[Rows from a dataset]
-------------------------

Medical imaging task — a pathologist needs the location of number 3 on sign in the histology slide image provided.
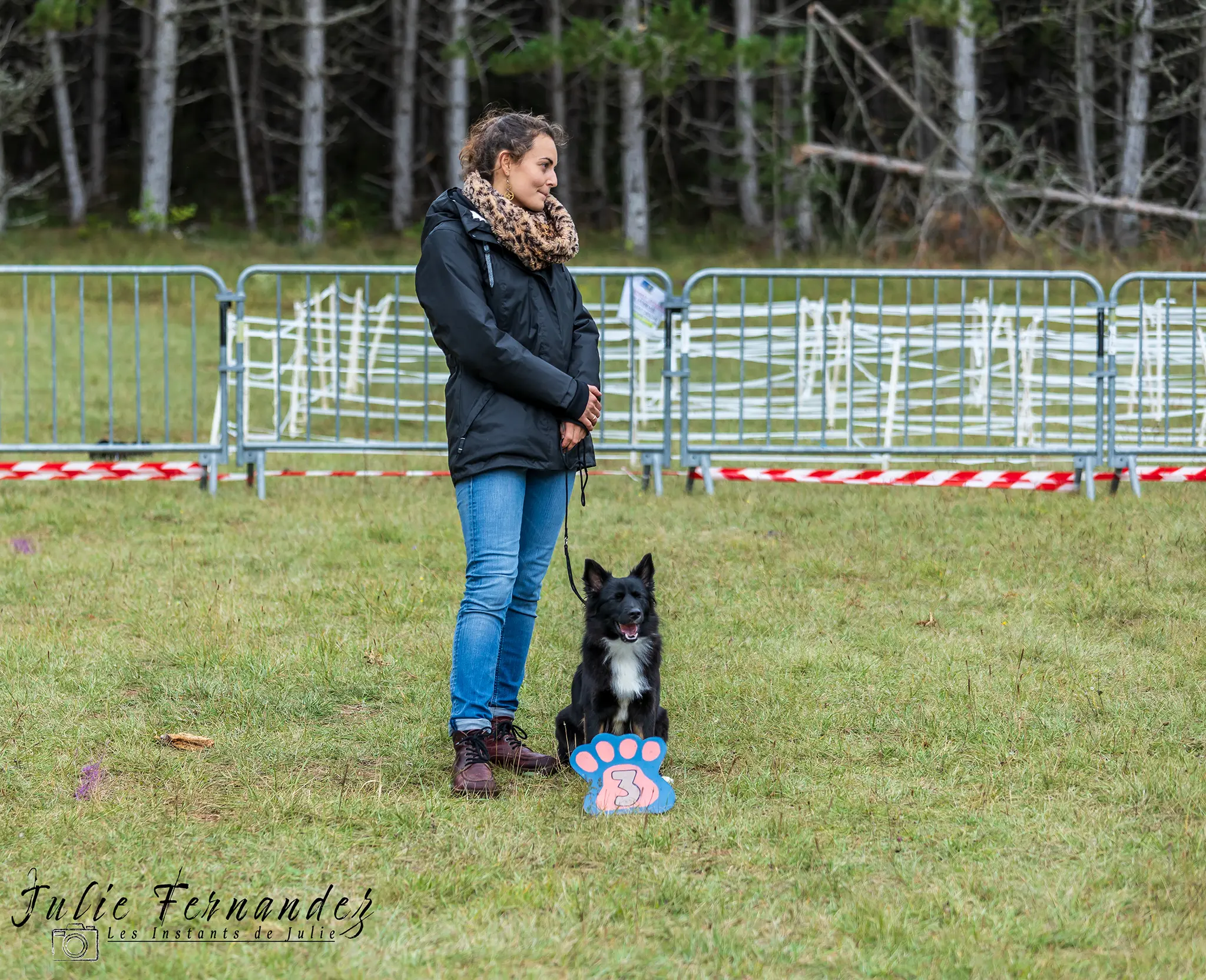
[569,733,674,815]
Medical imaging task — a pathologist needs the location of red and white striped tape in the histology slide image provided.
[0,461,201,483]
[696,466,1206,492]
[0,461,1206,492]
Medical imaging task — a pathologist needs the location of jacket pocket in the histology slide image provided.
[456,388,495,456]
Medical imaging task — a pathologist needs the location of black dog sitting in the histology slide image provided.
[556,555,671,765]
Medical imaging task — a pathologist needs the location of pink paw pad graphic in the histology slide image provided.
[569,733,674,815]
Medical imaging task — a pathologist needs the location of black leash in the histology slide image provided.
[564,436,591,606]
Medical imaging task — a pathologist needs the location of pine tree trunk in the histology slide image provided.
[1197,17,1206,211]
[143,0,180,230]
[703,78,725,211]
[796,17,816,251]
[549,0,574,211]
[950,0,979,174]
[591,65,611,228]
[220,0,256,231]
[0,135,8,236]
[908,17,933,161]
[733,0,763,231]
[298,0,327,245]
[390,0,419,231]
[620,0,649,256]
[88,0,111,200]
[1114,0,1154,249]
[46,30,87,226]
[139,0,157,190]
[772,0,799,259]
[247,14,276,196]
[444,0,469,187]
[1074,0,1102,245]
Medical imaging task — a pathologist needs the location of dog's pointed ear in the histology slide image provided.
[582,558,611,592]
[628,554,654,591]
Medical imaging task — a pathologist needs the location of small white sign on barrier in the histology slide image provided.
[620,275,665,337]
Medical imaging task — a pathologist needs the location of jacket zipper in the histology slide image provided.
[481,241,495,289]
[456,391,495,456]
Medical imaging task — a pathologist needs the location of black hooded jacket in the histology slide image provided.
[415,188,599,483]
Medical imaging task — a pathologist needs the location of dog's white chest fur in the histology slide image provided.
[603,636,649,735]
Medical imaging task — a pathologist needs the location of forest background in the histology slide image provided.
[0,0,1206,259]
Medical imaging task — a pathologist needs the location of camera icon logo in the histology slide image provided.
[51,922,100,961]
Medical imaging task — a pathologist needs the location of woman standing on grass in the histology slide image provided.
[415,112,601,795]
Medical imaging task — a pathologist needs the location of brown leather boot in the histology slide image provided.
[452,728,498,797]
[486,714,561,773]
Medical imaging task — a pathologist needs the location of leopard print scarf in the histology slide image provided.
[464,173,578,272]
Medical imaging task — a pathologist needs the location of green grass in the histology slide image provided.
[0,479,1206,980]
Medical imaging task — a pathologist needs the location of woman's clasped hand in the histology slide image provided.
[561,385,603,450]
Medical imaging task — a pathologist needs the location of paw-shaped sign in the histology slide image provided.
[569,733,674,815]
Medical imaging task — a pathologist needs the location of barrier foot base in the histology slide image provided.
[197,452,218,496]
[686,456,717,496]
[640,452,662,497]
[1072,456,1098,501]
[247,450,268,499]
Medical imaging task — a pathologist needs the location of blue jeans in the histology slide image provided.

-------------------------

Written task:
Convert the lines above into a JSON list of strings with one string per line, skipping blank lines. Omit the pictures.

Full output:
[
  "Medical imaging task — a pathologist needs the location of number 3 on sign in the histology slide image provided.",
  "[569,733,674,815]",
  "Medical imaging task — a pathologist needs the location of red and white striped tape in the histology slide image provided.",
  "[0,461,201,483]",
  "[696,466,1206,492]",
  "[0,461,1206,492]",
  "Medical imaging task — a pathologist needs the location of jacket pocket in the histology slide image provided.",
  "[456,388,495,456]",
  "Medical imaging task — a pathologist needs the location of black dog sitting in the histology slide image provided.",
  "[556,555,671,765]",
  "Medical imaging task — a pathologist needs the location of pink paw pad graphic in the histology slide image provided.",
  "[569,733,674,815]",
  "Medical imaging task — a pathologist needs the location of black leash in the histology slide image provided.",
  "[564,436,591,606]",
  "Medical imaging task — a pathologist needs the location of pine tree trunk in the histology slide image provided.",
  "[1197,17,1206,211]",
  "[143,0,180,230]",
  "[703,78,725,211]",
  "[796,17,816,251]",
  "[549,0,574,211]",
  "[950,0,979,174]",
  "[591,65,611,228]",
  "[220,0,256,231]",
  "[0,135,8,236]",
  "[908,17,933,161]",
  "[733,0,763,231]",
  "[298,0,327,245]",
  "[390,0,419,231]",
  "[620,0,649,256]",
  "[88,0,111,200]",
  "[1114,0,1154,249]",
  "[46,30,87,226]",
  "[139,0,157,190]",
  "[772,0,799,259]",
  "[247,14,276,196]",
  "[444,0,469,187]",
  "[1074,0,1102,245]",
  "Medical imaging task — a pathologist needs the location of dog's pointed ear in the histology slide image provided.",
  "[582,558,611,592]",
  "[628,554,654,591]",
  "Medical imaging task — a pathologist needs the location of small white sign on barrier in the histology slide image provided.",
  "[620,275,665,337]",
  "Medical imaging task — a pathologist needs the location of jacket zipper in the histology slide image provided.",
  "[481,241,495,289]",
  "[456,391,495,456]",
  "Medical imaging task — a pathologist needs the location of black hooded jacket in the histology slide image provided.",
  "[415,188,599,483]",
  "Medical imaging task — a pathologist needs the location of dog's white chest fur in the histology slide image provided.",
  "[603,636,649,735]",
  "Medical imaging task — a pathologist needs the location of forest background in the histology slide image provided.",
  "[0,0,1206,259]",
  "Medical imaging task — a pathologist needs the location of camera icon logo in the histology slide image provided.",
  "[51,922,100,961]",
  "Medical imaging task — a pathologist needs the location of woman standing on grass in the histology slide image provided.",
  "[415,112,601,795]",
  "Medical imaging task — a pathologist needs the location of brown leather boot in the histology slide image provided.",
  "[452,728,498,797]",
  "[486,714,561,773]",
  "Medical imaging task — a pathologist needs the location of leopard print scarf in the histology slide image provided.",
  "[464,173,578,272]",
  "Medical imaging task — a pathologist needs the location of green grass in the histology slide image provided.",
  "[0,479,1206,980]",
  "Medical imaging task — a pathologist needs the location of woman's clasped hand in the histology slide image provided.",
  "[561,385,603,450]",
  "Medical imaging task — a pathologist needs the location of paw-shaped sign in the histology slide image provided.",
  "[569,733,674,815]",
  "Medical imaging task — a pathologist needs the location of barrier foot base in the histology slide image provided.",
  "[197,452,218,496]",
  "[686,456,717,496]",
  "[640,452,662,497]",
  "[1072,456,1098,501]",
  "[247,450,268,499]",
  "Medical imaging task — a pathologist needs the location of blue jeans in the histology slide image provided."
]